#### What you should do:
From the data below, copy out every line in which the word "tower" occurs.
***
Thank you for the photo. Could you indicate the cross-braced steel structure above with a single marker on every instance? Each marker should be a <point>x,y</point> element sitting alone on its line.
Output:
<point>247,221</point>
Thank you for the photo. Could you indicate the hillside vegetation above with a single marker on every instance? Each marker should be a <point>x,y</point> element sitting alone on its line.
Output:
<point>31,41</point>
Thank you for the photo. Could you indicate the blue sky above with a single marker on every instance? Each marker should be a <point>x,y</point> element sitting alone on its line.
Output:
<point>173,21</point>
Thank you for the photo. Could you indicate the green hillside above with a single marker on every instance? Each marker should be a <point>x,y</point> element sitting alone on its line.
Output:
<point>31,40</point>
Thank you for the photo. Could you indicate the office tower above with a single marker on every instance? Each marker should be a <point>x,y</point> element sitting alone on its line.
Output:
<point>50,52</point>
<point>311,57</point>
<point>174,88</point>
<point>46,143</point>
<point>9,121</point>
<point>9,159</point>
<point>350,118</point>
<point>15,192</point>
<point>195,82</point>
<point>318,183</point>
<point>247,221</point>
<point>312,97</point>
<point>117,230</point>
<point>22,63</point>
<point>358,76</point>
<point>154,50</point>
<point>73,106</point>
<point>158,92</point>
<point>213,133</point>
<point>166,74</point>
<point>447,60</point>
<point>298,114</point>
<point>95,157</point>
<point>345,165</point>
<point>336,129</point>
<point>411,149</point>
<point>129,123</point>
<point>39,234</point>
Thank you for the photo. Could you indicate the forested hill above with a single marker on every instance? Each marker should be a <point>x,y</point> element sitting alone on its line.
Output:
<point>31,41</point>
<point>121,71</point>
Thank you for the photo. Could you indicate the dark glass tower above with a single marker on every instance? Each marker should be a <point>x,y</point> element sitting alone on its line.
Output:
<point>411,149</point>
***
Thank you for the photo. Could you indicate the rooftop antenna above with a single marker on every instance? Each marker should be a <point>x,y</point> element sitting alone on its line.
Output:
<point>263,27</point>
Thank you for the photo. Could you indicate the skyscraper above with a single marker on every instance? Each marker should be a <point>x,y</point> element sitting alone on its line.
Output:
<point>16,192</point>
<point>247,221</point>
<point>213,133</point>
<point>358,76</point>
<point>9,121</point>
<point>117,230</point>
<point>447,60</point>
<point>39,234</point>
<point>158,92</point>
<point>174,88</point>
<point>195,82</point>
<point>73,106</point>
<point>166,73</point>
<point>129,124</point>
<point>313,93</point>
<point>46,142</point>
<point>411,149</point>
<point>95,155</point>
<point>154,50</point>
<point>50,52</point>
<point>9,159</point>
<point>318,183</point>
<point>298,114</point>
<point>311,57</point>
***
#### Solution below:
Thank you for the photo. Could you indicate the office tower above with a single marker on every instance? Each marker should be a <point>x,y</point> element sitting alone on its line.
Thank you for the photo. Could you indicate the dark glass tower above with a single marker on every instance? Each marker should be a <point>x,y</point> element sitting alone on its line.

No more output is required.